For the data below, report how many lines contain the string "screen" and write nothing more.
··· Data for the task ···
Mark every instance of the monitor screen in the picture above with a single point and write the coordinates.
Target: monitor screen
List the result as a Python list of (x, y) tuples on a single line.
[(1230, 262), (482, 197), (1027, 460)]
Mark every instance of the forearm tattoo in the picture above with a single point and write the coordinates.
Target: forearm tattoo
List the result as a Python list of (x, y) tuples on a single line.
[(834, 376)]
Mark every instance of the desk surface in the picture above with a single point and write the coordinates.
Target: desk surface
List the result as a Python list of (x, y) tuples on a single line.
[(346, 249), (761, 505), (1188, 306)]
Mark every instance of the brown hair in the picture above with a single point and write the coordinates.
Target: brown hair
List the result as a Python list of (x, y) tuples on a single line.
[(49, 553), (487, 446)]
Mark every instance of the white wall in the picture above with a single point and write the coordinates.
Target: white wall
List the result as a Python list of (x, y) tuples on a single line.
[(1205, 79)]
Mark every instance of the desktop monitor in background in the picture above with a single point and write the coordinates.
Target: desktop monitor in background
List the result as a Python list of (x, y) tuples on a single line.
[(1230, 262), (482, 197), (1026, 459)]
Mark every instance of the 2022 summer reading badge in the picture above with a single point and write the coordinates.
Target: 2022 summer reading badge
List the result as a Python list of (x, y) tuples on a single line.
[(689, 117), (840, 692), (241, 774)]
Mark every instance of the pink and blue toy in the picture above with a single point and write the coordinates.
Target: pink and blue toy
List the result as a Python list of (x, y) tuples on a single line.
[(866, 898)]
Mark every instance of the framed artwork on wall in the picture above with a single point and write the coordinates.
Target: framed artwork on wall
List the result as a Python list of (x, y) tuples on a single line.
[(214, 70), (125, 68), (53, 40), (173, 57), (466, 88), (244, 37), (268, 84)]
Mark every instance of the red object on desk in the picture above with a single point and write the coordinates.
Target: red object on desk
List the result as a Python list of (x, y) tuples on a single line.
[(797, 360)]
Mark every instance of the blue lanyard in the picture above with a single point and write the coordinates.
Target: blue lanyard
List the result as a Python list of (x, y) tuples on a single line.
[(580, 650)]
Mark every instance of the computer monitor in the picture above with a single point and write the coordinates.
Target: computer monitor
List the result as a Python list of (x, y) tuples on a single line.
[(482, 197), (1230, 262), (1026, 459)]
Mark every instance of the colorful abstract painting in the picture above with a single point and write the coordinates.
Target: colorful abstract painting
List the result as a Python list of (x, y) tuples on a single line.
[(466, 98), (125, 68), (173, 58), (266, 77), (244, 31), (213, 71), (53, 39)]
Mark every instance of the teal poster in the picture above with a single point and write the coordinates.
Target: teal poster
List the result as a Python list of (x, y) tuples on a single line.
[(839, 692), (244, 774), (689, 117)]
···
··· Data for the task ···
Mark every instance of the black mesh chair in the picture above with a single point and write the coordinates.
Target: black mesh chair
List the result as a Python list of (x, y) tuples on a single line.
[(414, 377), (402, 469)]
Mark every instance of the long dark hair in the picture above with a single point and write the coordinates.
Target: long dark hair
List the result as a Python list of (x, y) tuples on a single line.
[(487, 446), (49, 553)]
···
▶ **Result below**
2